__Written instruction__. Copy the lines below word for word, starting at the line containing "trace the outline of every instance of the truck door" and stopping after the line containing "M48 72L48 87L51 101L69 109L69 68L75 48L62 53Z".
***
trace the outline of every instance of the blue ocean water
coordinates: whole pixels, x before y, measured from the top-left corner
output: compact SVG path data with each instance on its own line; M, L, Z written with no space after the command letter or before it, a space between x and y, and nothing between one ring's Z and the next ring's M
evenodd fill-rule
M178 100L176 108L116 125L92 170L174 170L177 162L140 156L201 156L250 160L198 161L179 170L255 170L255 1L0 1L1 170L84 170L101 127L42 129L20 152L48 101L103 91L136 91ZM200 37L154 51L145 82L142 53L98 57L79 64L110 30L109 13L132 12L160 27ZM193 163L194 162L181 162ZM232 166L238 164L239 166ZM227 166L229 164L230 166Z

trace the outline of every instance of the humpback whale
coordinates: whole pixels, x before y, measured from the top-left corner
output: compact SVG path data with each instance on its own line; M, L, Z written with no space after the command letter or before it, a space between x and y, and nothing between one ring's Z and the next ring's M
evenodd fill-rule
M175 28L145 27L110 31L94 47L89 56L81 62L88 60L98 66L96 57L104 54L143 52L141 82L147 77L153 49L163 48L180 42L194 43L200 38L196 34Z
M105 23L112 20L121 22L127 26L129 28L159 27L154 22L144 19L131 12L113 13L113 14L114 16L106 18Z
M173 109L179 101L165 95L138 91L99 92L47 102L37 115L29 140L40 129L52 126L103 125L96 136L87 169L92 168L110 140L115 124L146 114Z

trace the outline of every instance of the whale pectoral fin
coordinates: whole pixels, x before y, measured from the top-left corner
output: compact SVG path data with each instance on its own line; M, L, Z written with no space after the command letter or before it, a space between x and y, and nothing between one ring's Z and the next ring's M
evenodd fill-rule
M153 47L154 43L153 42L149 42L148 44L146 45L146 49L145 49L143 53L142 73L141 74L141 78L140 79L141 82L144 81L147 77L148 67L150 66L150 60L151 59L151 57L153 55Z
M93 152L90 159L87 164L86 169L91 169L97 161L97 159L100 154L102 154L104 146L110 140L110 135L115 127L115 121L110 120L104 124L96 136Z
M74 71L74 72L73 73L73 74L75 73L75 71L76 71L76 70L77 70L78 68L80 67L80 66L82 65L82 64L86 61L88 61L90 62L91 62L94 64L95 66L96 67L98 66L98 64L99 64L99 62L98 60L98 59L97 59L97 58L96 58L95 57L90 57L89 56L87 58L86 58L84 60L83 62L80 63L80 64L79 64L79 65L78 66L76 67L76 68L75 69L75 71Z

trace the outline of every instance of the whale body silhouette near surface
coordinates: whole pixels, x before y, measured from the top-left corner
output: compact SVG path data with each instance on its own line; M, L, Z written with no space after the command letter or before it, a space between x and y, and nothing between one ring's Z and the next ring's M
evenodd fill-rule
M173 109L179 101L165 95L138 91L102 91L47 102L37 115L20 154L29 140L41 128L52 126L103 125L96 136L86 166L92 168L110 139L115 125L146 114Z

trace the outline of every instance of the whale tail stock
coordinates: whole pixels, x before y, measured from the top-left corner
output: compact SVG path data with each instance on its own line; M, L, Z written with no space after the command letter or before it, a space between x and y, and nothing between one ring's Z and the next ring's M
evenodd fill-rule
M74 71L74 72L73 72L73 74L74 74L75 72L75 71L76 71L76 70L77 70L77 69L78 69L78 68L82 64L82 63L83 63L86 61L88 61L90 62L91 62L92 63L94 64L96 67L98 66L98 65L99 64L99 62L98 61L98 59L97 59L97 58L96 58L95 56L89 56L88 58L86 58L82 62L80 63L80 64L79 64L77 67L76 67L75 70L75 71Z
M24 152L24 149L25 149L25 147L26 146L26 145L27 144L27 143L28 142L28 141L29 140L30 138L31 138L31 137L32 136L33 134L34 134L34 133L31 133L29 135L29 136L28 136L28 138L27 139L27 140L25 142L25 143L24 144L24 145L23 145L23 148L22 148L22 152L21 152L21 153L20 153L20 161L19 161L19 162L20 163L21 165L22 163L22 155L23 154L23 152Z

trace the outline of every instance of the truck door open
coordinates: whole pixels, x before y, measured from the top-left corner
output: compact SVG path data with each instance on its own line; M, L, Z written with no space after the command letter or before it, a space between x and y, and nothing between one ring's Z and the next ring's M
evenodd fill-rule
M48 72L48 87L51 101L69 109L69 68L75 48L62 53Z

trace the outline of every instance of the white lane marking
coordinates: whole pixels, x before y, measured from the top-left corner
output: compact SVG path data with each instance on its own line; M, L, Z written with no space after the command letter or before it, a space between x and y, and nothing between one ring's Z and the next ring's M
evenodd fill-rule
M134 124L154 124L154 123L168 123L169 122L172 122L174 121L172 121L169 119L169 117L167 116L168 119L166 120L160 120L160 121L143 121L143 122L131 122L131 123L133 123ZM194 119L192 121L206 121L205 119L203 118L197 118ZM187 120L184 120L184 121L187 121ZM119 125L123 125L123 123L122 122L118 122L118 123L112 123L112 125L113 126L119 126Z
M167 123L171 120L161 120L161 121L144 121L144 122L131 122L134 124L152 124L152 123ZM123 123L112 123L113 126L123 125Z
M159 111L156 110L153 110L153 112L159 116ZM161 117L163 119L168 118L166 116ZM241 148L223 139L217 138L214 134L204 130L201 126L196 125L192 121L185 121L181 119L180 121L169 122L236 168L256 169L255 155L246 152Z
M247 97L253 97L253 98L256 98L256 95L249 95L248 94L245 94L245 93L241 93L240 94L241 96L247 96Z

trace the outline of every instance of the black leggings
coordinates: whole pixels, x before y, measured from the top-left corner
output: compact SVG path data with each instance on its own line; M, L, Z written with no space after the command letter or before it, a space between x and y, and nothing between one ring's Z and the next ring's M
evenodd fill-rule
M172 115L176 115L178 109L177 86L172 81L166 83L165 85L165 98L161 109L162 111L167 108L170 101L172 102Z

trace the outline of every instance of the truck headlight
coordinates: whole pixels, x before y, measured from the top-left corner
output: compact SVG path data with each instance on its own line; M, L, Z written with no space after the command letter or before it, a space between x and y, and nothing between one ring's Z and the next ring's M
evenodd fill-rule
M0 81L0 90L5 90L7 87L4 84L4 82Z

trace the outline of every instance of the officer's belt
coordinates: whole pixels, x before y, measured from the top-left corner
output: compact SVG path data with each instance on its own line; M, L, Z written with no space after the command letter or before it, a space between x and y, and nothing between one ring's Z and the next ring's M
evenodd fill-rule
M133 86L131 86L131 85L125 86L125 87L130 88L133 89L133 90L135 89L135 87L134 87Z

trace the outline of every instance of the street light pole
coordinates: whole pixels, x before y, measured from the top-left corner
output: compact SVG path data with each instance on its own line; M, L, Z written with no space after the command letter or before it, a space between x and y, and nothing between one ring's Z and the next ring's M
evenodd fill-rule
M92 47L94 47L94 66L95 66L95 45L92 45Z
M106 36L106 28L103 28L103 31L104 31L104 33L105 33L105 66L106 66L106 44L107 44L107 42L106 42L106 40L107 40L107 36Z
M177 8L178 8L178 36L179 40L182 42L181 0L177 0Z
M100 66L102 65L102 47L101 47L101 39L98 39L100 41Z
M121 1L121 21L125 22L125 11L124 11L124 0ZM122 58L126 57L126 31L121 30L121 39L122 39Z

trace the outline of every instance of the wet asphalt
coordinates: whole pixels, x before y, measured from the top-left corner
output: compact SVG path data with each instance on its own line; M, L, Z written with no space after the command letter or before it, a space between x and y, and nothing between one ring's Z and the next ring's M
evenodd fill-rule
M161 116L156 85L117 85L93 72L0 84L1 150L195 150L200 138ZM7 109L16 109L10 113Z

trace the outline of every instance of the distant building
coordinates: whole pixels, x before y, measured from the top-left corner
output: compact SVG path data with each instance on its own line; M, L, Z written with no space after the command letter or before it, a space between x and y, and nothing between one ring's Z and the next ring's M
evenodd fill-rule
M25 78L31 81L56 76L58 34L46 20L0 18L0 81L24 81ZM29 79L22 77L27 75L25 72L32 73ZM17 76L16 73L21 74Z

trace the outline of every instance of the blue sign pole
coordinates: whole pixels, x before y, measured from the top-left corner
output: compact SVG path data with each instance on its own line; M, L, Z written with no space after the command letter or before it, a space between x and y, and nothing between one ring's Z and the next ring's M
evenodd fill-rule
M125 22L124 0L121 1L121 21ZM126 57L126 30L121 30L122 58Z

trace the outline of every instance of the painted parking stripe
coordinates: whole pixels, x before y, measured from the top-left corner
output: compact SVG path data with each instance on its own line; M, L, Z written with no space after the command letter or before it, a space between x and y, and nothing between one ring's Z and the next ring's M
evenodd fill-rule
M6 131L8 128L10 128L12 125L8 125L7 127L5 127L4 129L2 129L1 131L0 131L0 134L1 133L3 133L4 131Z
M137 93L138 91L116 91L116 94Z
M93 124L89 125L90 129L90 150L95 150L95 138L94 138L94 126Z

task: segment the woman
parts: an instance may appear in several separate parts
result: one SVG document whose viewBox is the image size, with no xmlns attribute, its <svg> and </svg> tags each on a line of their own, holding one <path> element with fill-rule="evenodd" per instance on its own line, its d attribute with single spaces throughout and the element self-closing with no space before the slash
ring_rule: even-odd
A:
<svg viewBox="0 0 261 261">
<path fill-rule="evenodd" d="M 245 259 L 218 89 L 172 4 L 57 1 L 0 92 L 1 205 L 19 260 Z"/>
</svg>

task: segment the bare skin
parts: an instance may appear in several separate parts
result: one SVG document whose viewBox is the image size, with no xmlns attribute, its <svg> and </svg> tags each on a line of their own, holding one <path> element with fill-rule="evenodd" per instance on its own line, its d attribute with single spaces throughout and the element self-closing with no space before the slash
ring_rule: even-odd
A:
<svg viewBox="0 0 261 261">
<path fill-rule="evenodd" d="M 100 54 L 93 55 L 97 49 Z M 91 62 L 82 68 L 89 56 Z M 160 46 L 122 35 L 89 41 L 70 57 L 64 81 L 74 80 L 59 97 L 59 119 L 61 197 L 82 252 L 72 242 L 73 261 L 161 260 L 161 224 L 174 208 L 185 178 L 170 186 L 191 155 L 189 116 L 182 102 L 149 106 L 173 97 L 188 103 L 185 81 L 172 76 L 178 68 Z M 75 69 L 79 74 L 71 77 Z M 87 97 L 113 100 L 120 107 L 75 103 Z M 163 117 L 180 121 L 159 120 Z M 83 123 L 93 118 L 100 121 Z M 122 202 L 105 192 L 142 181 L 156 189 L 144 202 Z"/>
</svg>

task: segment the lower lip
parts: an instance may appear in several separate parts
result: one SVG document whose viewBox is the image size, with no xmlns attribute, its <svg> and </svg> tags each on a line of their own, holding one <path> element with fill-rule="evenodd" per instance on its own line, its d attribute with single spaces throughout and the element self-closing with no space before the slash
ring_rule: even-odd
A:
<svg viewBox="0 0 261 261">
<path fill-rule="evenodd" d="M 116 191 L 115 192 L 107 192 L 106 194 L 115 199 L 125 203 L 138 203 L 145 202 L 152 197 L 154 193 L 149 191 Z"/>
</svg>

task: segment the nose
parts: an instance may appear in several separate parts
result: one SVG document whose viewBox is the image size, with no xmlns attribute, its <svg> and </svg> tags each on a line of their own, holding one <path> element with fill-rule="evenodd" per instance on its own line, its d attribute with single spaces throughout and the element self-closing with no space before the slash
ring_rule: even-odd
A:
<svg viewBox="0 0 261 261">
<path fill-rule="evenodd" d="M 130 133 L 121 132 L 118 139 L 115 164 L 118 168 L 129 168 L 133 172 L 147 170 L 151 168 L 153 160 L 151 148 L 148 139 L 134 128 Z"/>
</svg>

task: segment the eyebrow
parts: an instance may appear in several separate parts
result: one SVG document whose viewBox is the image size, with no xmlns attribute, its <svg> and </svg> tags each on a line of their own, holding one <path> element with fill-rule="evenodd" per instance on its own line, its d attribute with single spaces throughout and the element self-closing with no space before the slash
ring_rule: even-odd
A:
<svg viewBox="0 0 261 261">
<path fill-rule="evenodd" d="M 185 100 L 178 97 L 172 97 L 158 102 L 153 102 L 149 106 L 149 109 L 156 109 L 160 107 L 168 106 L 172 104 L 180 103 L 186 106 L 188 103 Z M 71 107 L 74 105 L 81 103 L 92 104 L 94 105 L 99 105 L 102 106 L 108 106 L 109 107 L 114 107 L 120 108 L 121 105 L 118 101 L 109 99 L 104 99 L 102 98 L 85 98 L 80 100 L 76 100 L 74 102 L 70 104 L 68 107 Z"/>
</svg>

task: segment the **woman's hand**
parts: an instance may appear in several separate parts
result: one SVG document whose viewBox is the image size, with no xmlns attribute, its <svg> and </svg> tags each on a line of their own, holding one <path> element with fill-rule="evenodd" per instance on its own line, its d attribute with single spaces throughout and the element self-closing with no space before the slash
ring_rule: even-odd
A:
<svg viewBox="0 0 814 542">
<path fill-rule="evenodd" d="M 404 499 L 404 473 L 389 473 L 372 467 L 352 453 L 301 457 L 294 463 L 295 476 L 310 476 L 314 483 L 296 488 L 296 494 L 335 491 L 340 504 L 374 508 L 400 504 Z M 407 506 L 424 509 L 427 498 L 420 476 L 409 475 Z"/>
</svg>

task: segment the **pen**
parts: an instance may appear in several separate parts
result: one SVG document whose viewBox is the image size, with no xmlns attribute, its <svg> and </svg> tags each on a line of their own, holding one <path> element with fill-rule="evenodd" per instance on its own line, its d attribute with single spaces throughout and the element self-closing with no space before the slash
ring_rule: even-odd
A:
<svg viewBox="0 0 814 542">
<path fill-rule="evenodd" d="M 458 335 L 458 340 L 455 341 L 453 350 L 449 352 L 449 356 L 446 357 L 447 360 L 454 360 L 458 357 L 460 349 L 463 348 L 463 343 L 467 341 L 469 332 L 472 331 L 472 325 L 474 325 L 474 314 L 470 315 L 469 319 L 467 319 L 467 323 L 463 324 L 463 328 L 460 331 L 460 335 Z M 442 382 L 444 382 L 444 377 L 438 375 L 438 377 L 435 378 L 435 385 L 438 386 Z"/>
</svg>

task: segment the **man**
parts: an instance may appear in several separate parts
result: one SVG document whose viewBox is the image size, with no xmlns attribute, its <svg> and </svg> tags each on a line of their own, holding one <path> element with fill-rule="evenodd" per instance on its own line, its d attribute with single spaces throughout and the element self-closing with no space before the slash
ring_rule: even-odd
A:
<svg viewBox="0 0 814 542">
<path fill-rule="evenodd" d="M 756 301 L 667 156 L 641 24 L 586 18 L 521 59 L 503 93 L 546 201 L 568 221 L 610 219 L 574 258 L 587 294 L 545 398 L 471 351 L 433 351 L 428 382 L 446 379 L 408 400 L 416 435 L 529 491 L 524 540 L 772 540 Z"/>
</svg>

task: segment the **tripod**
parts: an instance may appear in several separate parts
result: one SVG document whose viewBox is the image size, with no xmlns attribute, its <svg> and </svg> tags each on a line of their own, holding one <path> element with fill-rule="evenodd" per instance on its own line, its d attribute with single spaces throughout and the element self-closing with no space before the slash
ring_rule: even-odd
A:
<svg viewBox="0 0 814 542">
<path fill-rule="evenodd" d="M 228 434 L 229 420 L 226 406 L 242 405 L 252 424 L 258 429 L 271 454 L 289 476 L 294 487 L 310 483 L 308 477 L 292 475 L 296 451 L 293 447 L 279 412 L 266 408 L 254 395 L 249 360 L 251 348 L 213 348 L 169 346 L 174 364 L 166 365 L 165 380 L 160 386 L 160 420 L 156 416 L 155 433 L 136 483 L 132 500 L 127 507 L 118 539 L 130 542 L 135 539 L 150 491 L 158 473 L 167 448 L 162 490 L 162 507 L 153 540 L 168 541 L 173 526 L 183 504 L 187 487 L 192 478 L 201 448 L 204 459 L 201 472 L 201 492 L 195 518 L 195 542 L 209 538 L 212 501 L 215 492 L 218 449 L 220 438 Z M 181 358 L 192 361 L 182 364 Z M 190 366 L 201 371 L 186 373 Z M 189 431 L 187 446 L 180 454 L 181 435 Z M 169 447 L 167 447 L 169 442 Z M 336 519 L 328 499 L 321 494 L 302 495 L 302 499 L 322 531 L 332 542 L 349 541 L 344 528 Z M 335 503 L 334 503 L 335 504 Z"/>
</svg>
***
__Output for this task__.
trace the outline of every instance of the truck door open
coordinates: whole pixels, x before y, measured from the top-left corner
output: compact SVG path data with each instance on its own line; M, L, Z written with no space after the command letter or before it, a space between x and y, and nothing between one ring's Z and the next ring's M
evenodd fill-rule
M48 72L48 87L51 101L69 109L69 68L75 48L62 53Z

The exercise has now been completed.